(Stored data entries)
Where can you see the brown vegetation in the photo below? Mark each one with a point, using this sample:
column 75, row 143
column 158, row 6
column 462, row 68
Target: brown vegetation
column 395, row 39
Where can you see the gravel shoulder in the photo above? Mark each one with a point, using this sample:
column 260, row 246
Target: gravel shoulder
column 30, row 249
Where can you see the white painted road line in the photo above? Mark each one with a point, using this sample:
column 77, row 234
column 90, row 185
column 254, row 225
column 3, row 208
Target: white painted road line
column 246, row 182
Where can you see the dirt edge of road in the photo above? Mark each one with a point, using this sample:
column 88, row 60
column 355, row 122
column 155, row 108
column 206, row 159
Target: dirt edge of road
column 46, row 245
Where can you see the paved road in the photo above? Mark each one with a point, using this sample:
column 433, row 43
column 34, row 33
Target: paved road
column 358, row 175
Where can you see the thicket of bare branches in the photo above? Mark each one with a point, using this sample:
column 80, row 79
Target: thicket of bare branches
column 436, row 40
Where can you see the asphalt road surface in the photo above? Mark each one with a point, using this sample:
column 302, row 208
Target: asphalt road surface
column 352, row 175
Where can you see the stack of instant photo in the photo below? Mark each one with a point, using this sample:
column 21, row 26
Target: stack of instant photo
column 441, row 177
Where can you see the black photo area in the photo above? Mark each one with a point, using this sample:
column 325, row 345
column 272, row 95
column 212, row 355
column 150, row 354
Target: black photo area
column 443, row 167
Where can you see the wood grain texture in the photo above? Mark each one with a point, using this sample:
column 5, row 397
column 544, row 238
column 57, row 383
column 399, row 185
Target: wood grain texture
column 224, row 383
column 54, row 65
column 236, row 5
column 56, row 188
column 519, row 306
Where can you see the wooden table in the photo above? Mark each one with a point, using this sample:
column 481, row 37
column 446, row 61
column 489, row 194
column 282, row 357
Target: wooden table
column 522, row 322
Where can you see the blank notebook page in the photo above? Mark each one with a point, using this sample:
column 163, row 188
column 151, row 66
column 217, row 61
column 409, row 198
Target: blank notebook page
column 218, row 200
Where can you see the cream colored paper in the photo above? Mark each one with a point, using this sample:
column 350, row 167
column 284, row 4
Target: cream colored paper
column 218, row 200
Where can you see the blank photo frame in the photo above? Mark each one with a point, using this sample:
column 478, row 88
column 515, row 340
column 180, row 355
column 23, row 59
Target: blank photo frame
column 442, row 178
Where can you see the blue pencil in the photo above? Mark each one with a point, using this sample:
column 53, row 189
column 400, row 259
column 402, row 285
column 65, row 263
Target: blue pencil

◆ **Work request**: When the line with "Where can you see the wooden" is reached in the data above, start copying there, and copy each line exactly until the line with "column 217, row 61" has been copied; copy nothing else.

◆ **Exercise solution**:
Where can you see the wooden table in the photo above? Mark each one with a point, using this sample:
column 481, row 37
column 446, row 61
column 489, row 194
column 282, row 357
Target: wooden table
column 522, row 322
Where can you see the blank notebook page in the photo above? Mark each one with a point, using this sample:
column 163, row 188
column 151, row 66
column 217, row 61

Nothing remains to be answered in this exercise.